#### WHAT YOU ARE ASKED TO DO:
Please turn every line of the listing below into a numbered list, leaving out any blank lines.

::: INPUT

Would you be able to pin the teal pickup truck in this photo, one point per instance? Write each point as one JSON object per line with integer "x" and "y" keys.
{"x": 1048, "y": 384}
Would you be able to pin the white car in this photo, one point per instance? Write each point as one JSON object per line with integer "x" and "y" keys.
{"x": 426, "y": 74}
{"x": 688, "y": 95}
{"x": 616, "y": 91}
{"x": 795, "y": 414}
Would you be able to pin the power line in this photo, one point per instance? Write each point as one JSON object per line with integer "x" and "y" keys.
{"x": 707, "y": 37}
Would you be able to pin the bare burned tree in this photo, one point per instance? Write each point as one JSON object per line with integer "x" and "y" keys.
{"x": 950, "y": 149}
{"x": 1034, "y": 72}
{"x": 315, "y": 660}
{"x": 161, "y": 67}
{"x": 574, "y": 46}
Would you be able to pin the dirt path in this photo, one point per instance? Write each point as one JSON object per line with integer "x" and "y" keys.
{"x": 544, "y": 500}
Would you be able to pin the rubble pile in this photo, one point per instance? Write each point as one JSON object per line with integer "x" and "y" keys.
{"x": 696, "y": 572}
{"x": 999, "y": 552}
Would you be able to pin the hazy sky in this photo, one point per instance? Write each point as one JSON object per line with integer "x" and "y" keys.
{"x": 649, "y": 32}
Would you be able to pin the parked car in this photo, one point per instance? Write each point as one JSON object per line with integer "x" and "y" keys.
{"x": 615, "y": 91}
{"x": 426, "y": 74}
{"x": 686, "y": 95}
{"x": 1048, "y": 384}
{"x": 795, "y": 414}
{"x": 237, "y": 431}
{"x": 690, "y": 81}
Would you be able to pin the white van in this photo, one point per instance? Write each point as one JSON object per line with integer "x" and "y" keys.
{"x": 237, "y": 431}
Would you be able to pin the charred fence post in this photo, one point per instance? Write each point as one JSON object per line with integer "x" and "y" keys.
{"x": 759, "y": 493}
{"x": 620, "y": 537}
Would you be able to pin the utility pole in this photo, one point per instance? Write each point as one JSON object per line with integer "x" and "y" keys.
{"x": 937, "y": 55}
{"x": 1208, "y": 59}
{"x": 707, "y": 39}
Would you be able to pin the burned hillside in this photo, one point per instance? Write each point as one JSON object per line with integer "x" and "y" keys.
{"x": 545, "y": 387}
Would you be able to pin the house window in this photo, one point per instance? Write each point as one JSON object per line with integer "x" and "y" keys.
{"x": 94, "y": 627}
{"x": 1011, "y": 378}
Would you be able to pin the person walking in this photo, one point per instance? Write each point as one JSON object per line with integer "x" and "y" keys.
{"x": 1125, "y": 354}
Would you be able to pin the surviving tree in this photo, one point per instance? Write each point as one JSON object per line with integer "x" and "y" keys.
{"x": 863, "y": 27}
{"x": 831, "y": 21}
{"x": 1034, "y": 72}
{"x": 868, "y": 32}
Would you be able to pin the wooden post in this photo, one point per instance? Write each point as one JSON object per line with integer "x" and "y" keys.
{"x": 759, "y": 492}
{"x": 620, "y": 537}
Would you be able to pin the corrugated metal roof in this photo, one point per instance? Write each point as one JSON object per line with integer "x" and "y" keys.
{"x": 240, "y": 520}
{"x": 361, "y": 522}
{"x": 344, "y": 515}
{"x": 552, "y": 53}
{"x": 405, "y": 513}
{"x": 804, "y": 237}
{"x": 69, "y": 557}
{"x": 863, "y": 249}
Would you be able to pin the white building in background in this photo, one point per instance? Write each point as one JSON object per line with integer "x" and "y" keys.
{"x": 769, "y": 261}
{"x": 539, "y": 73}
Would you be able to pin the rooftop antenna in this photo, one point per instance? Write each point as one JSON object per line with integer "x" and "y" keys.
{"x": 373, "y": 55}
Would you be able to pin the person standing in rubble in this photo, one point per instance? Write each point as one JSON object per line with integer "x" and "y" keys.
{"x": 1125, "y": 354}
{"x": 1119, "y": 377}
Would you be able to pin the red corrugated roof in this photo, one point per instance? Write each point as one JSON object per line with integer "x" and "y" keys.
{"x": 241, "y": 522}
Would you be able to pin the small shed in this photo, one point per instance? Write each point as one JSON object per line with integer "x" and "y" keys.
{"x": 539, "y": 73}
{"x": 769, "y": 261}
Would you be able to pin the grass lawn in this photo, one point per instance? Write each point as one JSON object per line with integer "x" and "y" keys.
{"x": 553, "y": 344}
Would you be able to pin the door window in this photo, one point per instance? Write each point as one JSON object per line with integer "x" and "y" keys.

::::::

#### OUTPUT OF THE EXERCISE:
1. Would you be able to pin the teal pickup truck in this photo, one point per instance? Write each point as one JSON object per line with integer "x" and "y" keys.
2. {"x": 1048, "y": 384}
3. Would you be able to pin the white car in this photo, one point per instance? Write each point as one JSON object per line with integer "x" and "y" keys.
4. {"x": 426, "y": 74}
5. {"x": 688, "y": 95}
6. {"x": 616, "y": 91}
7. {"x": 795, "y": 414}
8. Would you be able to pin the power line in this photo, one point per instance? Write each point as one JSON object per line with integer "x" and "y" keys.
9. {"x": 707, "y": 37}
10. Would you be able to pin the bare burned tree in this photo, one point per instance? Write each point as one JSON object per line with integer "x" and "y" keys.
11. {"x": 950, "y": 149}
12. {"x": 1034, "y": 72}
13. {"x": 315, "y": 660}
14. {"x": 161, "y": 67}
15. {"x": 574, "y": 46}
16. Would you be able to pin the dirt path in this photo, one point per instance? Write each point as one JSON object per line with integer "x" and "y" keys.
17. {"x": 544, "y": 500}
18. Would you be able to pin the rubble pile in this photo, one point per instance? Write each point as one JSON object per line with integer "x" and "y" keys.
19. {"x": 696, "y": 572}
20. {"x": 999, "y": 552}
21. Would you be able to pin the hazy sky in this photo, one point per instance? Write each point as one JSON object per line with integer "x" and "y" keys.
22. {"x": 649, "y": 32}
23. Would you be able to pin the parked car in this photo, one point per instance? Write each point as one JSON object per line with integer "x" and "y" keys.
24. {"x": 615, "y": 91}
25. {"x": 426, "y": 74}
26. {"x": 686, "y": 95}
27. {"x": 1048, "y": 384}
28. {"x": 795, "y": 414}
29. {"x": 237, "y": 431}
30. {"x": 690, "y": 81}
31. Would you be able to pin the white van in this photo, one point per instance? Write each point as one JSON object per line with integer "x" and "y" keys.
32. {"x": 237, "y": 431}
33. Would you be able to pin the charred fence post in this photo, one point per instance? Write each point as one JSON object per line with integer "x" and "y" keys.
34. {"x": 759, "y": 493}
35. {"x": 620, "y": 537}
36. Would you be able to pin the utility pole in this photo, one point per instance? Write each point as one JSON object per line with integer "x" and "y" keys.
37. {"x": 937, "y": 55}
38. {"x": 1208, "y": 59}
39. {"x": 707, "y": 39}
40. Would you be able to pin the burned hillside in this photo, one point per instance? Write each point as one JSON object per line with integer "x" and "y" keys.
41. {"x": 545, "y": 387}
42. Would you be able to pin the house window in this photo, one point per instance? Write each point as one JSON object per line with integer "x" and "y" keys.
43. {"x": 94, "y": 627}
44. {"x": 1011, "y": 378}
45. Would you be able to pin the person walking in this photo, one point per instance? Write each point as one JSON object per line with integer "x" and "y" keys.
46. {"x": 1125, "y": 354}
47. Would you be able to pin the surviving tree in this photo, one point per instance? Write each point as one JSON object per line with integer "x" and "y" keys.
48. {"x": 863, "y": 27}
49. {"x": 831, "y": 21}
50. {"x": 1034, "y": 72}
51. {"x": 868, "y": 32}
52. Would you be able to pin the wooden post in this photo, one point per instance? Write each point as one JSON object per line with integer "x" and "y" keys.
53. {"x": 759, "y": 492}
54. {"x": 620, "y": 537}
55. Would you be able to pin the corrugated metal roof in this photo, one point per instance? Write each point as one JSON object per line with integer "x" and "y" keys.
56. {"x": 240, "y": 520}
57. {"x": 361, "y": 522}
58. {"x": 344, "y": 515}
59. {"x": 552, "y": 53}
60. {"x": 405, "y": 513}
61. {"x": 804, "y": 237}
62. {"x": 69, "y": 557}
63. {"x": 863, "y": 249}
64. Would you be able to pin the white building in background in this photo, one point per instance? Write each point as one JSON object per line with integer "x" and "y" keys.
65. {"x": 769, "y": 261}
66. {"x": 539, "y": 73}
67. Would you be able to pin the rooftop antenna in this photo, one point per instance? Write each point as one JSON object per line with integer "x" and "y" keys.
68. {"x": 373, "y": 55}
69. Would you be able to pin the person standing in rubble in this photo, one point per instance? Write each point as one JSON object per line with integer "x" and "y" keys.
70. {"x": 1125, "y": 354}
71. {"x": 1119, "y": 377}
72. Would you be able to pin the red corrugated roof in this photo, one point per instance? Write each point as one JSON object per line with integer "x" and "y" keys.
73. {"x": 241, "y": 522}
74. Would you be able to pin the small shed in this photo, one point per instance? Write each point as one JSON object per line with integer "x" and "y" keys.
75. {"x": 539, "y": 73}
76. {"x": 769, "y": 261}
77. Would you be able to pin the grass lawn in this photo, one point per instance? Write each point as one JSON object per line with integer "x" and "y" keys.
78. {"x": 553, "y": 344}
79. Would you be able to pin the door window in this photo, one point per instance? Write each point as one JSON object per line with integer "x" and "y" keys.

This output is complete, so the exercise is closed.